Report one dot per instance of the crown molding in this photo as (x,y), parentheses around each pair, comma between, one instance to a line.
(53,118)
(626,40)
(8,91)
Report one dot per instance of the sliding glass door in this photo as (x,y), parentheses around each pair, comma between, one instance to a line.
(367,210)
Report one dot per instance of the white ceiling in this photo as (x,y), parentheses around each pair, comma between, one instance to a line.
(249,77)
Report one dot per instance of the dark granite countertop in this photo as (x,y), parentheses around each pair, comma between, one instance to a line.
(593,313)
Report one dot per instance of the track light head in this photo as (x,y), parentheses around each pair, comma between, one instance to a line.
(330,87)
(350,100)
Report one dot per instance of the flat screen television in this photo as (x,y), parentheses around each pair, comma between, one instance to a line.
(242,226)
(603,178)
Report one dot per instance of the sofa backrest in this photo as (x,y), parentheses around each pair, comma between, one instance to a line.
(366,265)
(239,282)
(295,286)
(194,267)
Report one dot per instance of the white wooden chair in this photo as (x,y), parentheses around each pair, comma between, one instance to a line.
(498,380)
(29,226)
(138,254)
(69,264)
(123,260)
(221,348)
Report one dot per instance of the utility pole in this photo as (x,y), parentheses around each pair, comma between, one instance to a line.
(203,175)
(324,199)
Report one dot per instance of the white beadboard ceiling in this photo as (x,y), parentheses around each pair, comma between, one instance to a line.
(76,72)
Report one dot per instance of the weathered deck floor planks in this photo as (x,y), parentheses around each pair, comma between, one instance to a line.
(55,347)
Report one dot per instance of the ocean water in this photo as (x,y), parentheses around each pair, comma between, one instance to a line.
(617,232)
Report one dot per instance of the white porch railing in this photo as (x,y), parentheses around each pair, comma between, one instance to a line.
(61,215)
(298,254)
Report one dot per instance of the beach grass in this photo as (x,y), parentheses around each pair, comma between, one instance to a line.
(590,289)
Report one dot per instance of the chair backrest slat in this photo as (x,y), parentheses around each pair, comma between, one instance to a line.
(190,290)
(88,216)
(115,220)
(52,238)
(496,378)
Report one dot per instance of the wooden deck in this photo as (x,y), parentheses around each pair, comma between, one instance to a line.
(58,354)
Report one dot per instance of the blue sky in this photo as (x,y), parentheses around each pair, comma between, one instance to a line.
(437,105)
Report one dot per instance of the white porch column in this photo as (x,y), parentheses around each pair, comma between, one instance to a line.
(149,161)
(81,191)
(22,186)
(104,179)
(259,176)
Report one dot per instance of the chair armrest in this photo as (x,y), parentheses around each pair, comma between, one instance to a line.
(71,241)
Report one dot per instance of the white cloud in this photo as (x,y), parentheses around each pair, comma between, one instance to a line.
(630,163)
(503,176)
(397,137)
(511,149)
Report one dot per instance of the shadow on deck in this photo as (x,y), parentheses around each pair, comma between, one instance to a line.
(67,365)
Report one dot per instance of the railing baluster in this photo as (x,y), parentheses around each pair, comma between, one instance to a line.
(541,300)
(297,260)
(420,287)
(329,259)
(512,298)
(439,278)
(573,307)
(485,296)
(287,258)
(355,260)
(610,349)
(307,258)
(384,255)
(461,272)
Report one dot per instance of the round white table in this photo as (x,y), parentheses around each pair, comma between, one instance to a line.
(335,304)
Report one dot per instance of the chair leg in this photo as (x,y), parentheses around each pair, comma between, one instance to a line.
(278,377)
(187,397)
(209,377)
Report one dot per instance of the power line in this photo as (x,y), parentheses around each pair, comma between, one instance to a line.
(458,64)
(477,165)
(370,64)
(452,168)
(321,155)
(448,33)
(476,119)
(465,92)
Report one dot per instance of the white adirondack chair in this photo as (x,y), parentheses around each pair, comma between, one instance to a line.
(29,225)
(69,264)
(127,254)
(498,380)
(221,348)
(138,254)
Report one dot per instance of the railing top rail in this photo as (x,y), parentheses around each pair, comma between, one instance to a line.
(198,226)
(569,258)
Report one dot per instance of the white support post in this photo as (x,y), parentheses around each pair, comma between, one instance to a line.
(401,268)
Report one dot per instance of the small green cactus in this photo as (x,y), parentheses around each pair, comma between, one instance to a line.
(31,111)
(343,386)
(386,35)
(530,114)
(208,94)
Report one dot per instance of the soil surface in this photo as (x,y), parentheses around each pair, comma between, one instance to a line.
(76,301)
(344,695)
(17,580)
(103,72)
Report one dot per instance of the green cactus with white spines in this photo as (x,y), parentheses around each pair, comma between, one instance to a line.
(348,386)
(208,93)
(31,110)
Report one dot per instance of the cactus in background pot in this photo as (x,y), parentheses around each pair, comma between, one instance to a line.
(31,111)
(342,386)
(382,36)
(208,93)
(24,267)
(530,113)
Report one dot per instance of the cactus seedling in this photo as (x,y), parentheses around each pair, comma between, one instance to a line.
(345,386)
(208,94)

━━━━━━

■ AIM ■
Copy out every item above, putting "Give" wherever "Report" appears and leaving everything else untouched.

■ WORKED ANSWER ■
Give one dot per instance of the crown molding in this photo as (x,y), parentheses around each pair, comma between, one instance to a line.
(53,118)
(626,40)
(8,91)
Give one dot per instance of the sliding glass door in this photo as (x,y), parentheses around each pair, comma between, one instance to a line.
(367,210)
Give one dot per instance of the white ceiling in this photo as (x,y), parentheses around each pair, comma between, one instance to a line.
(249,77)
Give one dot per instance of the dark granite countertop in this photo as (x,y), parentheses around each pair, comma between, one instance to a line.
(593,313)
Give one dot per instance of the track light head in this photo as (x,y), parentheses around each pair, comma between, one instance to a line.
(330,87)
(350,100)
Give one dot per instance of the flat screen television in this photo as (x,y), parentheses around each pair, comma between, one instance to a line.
(242,226)
(603,178)
Give one dot per instance of the sofa backrest in this photo as (x,y), parentheses around each pair, comma between, one instance to a line.
(366,265)
(239,282)
(295,286)
(194,267)
Give one dot per instance of the white wooden chair in this photo as (x,y), parentheses around each pair, comma between, one instance to a line.
(498,380)
(29,226)
(138,254)
(69,264)
(123,260)
(221,348)
Give one dot per instance of the utility pole in this photo as (x,y), parentheses around each pair, comma between, one instance to a line.
(203,175)
(324,199)
Give one dot per instance of the white beadboard ceiling in this photo as (x,y), parentheses around each pair, comma between, one instance to a line.
(76,72)
Give one dot per instance of the weathered deck floor planks in this photo as (x,y), parentheses around each pair, comma between, one instance to a line.
(55,347)
Give one dot per instance of the ocean water in this photo as (x,y), parentheses around each pair, comma between, one instance to a line.
(617,232)
Give one dot per instance of the white porch railing in this photo as (x,y), parentheses around each pair, comma between, one instance to a line.
(61,215)
(298,254)
Give one dot per instance of the beach grass in this photo as (x,y), parentheses around each pair, comma between, one instance to a line.
(590,289)
Give one dot per instance of the chair backrest slat in this photo as (x,y), parentheses around each pair, comma between, one instance to a line.
(190,290)
(88,216)
(115,220)
(52,238)
(496,378)
Give one dot per instance of the wooden deck in this photo as (x,y), parentheses around each pair, comma between, one instance to a line.
(58,354)
Give one dot per instance of the blue sky in this photo as (x,y), parentheses around each pair, comma between, one instance to a line.
(437,105)
Give one dot per instance of the white porch column in this photo as (x,y), parentheses around each pair, comma between, one instance to a line.
(149,161)
(81,191)
(22,186)
(104,179)
(259,176)
Give one dot per instance of the chair armrest in this photo as (x,y), parentheses around each pair, comma between, one instance to a line.
(71,241)
Give one dot per instance of the white cloud in this photo as (x,y), parentheses around each pair, comma between, one instance to a line.
(630,163)
(503,176)
(397,137)
(511,149)
Give one dot per instance of the shadow on deck in this photo as (x,y), parentheses around each pair, comma between, one instance to a line.
(67,365)
Give one dot per instance of the railing baluster in this photo as (x,y), parentheses around each pair, comma between, one instance to a line.
(541,300)
(297,260)
(420,287)
(329,259)
(512,298)
(439,278)
(573,307)
(485,296)
(287,258)
(355,260)
(610,349)
(307,258)
(384,255)
(461,272)
Give one dot per instance of the round white table in this photo as (x,y), parentheses around each pair, comma between, one instance to a line.
(335,304)
Give one dot per instance of the chair leg in this photo as (x,y), parentheses around each pair, comma between, one instance to a line.
(278,377)
(187,397)
(209,377)
Give one dot per instance of the power line in this photo as (x,y), parentheses around each pair, comma between, one instance to a line.
(458,64)
(477,165)
(370,64)
(452,168)
(321,155)
(448,33)
(476,119)
(465,92)
Give one dot per instance of the white adirondack chair in this photo as (x,y), parentheses around each pair, comma between, one instance to a line.
(29,225)
(69,264)
(127,254)
(498,380)
(221,348)
(138,254)
Give one dot per instance of the railing top rail in this photo as (x,y), parentheses around each pair, comma between, one instance to a line.
(198,226)
(569,258)
Give one dot per instance of the white support post in this photo as (x,y), parentheses around each pair, comma between, one instance to a line.
(401,268)
Give one dot per instance of the small green cactus in this photo as (x,y), parentheses around each pair, comma between, one instance to a line.
(31,111)
(343,386)
(386,35)
(530,114)
(208,94)
Give one dot per instance of the soil surface in this photo as (x,y), parentheses around each pair, comma between, one instance to a line.
(76,301)
(344,695)
(17,580)
(103,72)
Give one dot per instance of the green cactus with white spines in this photo as (x,y), parentheses around each pair, comma between, one instance to a line.
(348,386)
(208,93)
(31,110)
Give one dot per instance of the cactus in background pot in this photo as (x,y), parentheses around each pair, comma between, one instance to a line.
(31,111)
(342,386)
(382,36)
(208,93)
(24,267)
(530,113)
Give one dot per instance of the cactus seedling in this photo as (x,y), parentheses around each pair, comma between, one instance to a line.
(345,386)
(208,94)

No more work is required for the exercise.